● PROBLEM 1: Format the records from their first line through the line containing "column 271, row 233", inclusive, as a Markdown table with columns Row and Line. Number each line in Row and omit blank lines.

● PASSAGE:
Comparison of the six months ended June 30, 2018 to the six months ended June 30, 2017:

 

Revenues

 

Total revenues decreased by $3.5 million to $133.6 million for the six months ended June 30, 2018, as compared to the six months ended June 30, 2017.  The decrease was primarily a result of:

 

·

An decrease in rental revenue of approximately $3.3 million arising primarily from lower rental revenue from lease expirations in the portfolio and from sales of a property on January 6, 2017 and another property on October 20, 2017.  Our leased space decreased 0.7% to 89.0%  at June 30, 2018 compared to 89.7% at December 31, 2017. 

 

·

A decrease in interest income from loans to Sponsored REITs of approximately $0.2 million as a result of repayments of Sponsored REIT Loans, which was partially offset by higher interest rates in 2018 compared to 2017.        

 

Expenses

 

Total expenses decreased by $0.2 million to $131.0 million for the six months ended June 30, 2018, as compared to the six months ended June 30, 2017.  The decrease was primarily a result of:

 

·

An decrease in real estate operating expenses and real estate taxes and insurance of approximately $1.0 million and a decrease in depreciation and amortization of approximately $3.0 million. 

26


 

 

These decreases were partially offset by:

·

An increase in interest expense of approximately $3.8 million to $19.2 million for the six months ended June 30, 2018 compared to the same period in 2017.  The decrease was primarily attributable to interest accruing on the Senior Notes (as defined below), which were issued on December 20, 2017 at a weighted average rate of approximately 4.10%, and used to reduce the outstanding balance on the BAML Revolver (as defined below), a 0.27% increase in the average interest rate on the BAML Term Loan (as defined below),  higher short-term interest rates on the BAML Revolver, and an increase in amortization of deferred financing costs during the six months ended June 30, 2018, as compared to the same period in 2017.

● TASK INPUTS:

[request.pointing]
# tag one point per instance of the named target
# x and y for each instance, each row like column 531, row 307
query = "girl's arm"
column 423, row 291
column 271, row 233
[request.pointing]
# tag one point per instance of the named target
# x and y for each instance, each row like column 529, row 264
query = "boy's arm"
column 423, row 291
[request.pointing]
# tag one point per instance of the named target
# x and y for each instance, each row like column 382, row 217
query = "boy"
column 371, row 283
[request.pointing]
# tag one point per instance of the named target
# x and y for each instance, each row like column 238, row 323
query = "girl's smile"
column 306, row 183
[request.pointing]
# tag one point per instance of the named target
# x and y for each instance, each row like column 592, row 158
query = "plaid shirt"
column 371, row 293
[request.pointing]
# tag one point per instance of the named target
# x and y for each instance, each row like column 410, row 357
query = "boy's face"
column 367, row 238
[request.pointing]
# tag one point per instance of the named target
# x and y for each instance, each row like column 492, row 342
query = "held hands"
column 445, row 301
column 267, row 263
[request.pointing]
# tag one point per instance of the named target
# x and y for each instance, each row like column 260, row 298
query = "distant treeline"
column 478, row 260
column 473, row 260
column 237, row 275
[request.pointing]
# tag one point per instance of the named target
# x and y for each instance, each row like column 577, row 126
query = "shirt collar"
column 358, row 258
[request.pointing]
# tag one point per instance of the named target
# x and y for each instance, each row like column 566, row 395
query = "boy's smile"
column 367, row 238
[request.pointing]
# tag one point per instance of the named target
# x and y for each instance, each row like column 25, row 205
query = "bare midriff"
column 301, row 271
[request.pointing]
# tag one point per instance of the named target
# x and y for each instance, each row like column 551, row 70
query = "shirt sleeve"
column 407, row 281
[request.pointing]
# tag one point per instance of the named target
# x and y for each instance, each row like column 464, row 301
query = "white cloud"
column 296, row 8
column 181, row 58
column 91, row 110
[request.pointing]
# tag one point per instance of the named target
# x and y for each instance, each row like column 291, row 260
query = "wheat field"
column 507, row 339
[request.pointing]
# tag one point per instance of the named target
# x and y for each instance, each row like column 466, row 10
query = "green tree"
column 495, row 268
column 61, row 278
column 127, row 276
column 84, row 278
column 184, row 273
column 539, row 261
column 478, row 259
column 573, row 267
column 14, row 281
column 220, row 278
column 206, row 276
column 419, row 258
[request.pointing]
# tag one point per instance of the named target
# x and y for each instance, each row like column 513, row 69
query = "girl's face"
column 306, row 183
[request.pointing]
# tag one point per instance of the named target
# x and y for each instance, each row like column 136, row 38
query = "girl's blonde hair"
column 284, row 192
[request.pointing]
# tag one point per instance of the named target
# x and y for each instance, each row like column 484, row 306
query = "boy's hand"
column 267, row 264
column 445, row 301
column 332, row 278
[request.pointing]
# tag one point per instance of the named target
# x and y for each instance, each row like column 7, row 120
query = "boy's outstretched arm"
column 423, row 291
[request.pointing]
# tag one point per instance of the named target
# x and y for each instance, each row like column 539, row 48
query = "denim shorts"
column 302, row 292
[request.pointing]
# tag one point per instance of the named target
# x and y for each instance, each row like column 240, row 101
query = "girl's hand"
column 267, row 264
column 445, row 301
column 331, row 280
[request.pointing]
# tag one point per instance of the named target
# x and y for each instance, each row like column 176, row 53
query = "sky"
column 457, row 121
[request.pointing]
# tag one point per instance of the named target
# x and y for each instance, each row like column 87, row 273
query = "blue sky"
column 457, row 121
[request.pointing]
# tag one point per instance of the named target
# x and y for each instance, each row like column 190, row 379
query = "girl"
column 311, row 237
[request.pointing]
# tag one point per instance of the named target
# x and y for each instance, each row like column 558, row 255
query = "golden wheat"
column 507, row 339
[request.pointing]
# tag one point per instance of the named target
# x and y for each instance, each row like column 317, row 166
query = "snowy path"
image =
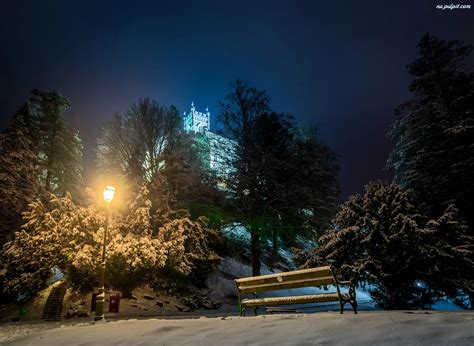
column 366, row 328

● PROBLEM 2: Resume the six-month financial results comparison, starting after its final sentence.

● WRITTEN RESPONSE 1:
| Row | Line |
|---|---|
| 1 | [request.pointing] |
| 2 | # tag one point per instance of the named target |
| 3 | # x and y for each instance, each row like column 531, row 307 |
| 4 | query = "girl's arm" |
| 5 | column 423, row 291 |
| 6 | column 271, row 233 |

● WRITTEN RESPONSE 2:
Equity in losses of non-consolidated REITs

 

Equity in losses from non-consolidated REITs decreased approximately $0.2 million during the six months ended June 30, 2018, compared to the same period in 2017.  The decrease was primarily attributable to lower equity in losses from our preferred stock investments in two Sponsored REITs of $0.5 million during the six months ended June 30, 2018 compared to the same period in 2017.  The decrease was partially offset by an impairment charge we recognized of $0.3 million, which represented the other-than-temporary decline in the fair value below the carrying value of one of the Company’s investments in non-consolidated REITs.  . 

 

Other

 

Other expense during the six months ended June 30, 2017 was attributable to hedge ineffectiveness from our derivatives’ fair value prior to October 18, 2017.  The ineffective portion of the derivatives’ fair value was recognized directly into earnings each quarter as hedge ineffectiveness. 

 

Gain (loss) on sale of properties, less applicable income tax

 

During the three months ended December 31, 2016, we reached an agreement to sell an office property located in Milpitas, California.  The property was classified as an asset held for sale at December 31, 2016 and was sold on January 6, 2017 at a $2.3 million gain. 

 

During the three months ended June 30, 2017, we reached a decision to classify our office property located in Baltimore, Maryland as an asset held for sale.  The property was expected to sell within one year at a loss, which was recorded as a provision for loss on a property held for sale of $20.5 million net of applicable income taxes and the property was classified as an asset held for sale of $31.9 million at June 30, 2017.  During the three months ended September 30, 2017, we increased the provision for loss by $0.3 million to $20.7 million net of applicable income taxes and the property was classified as an asset held for sale in the amount of $31.6 million at September 30, 2017.  We sold the property on October 20, 2017 for net proceeds of $31.6 million resulting in a total loss of $20.8 million, net of applicable income taxes.

 

Taxes on income

 

Included in income taxes is the Revised Texas Franchise Tax, which is a tax on revenues from Texas properties, which decreased $42,000, and federal and other income taxes, which increased by $2,000 during the six months ended June 30, 2018 compared to the six months ended June 30, 2017.

 

Net income (loss)

 

Net income for the six months ended June 30, 2018 was $2.1 million compared to a  net loss of $12.9 million for the six months ended June 30, 2017, for the reasons described above.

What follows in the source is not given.